___ STORED DATA ___

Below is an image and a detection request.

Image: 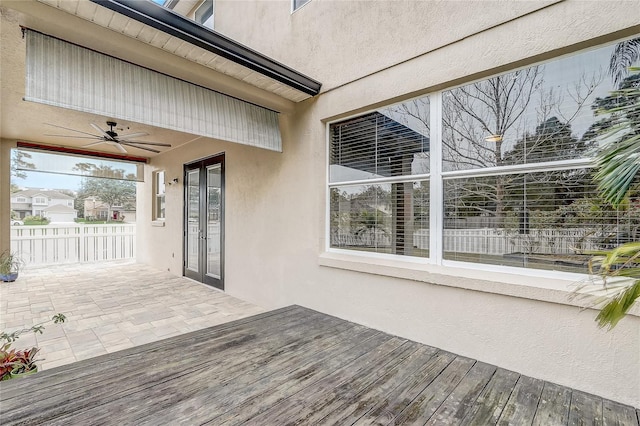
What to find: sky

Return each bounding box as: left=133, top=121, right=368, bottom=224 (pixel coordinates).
left=11, top=151, right=138, bottom=191
left=11, top=172, right=82, bottom=191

___

### WRITTEN INSTRUCTION
Render every line of the material above as a numbered list, skipping blank lines and leaving the picture out.

### TASK OUTPUT
1. Below is an image and a detection request.
2. Image: 
3. What to find: sky
4. Return each bounding box as: left=133, top=121, right=368, bottom=224 (pixel coordinates).
5. left=11, top=151, right=138, bottom=191
6. left=11, top=172, right=82, bottom=191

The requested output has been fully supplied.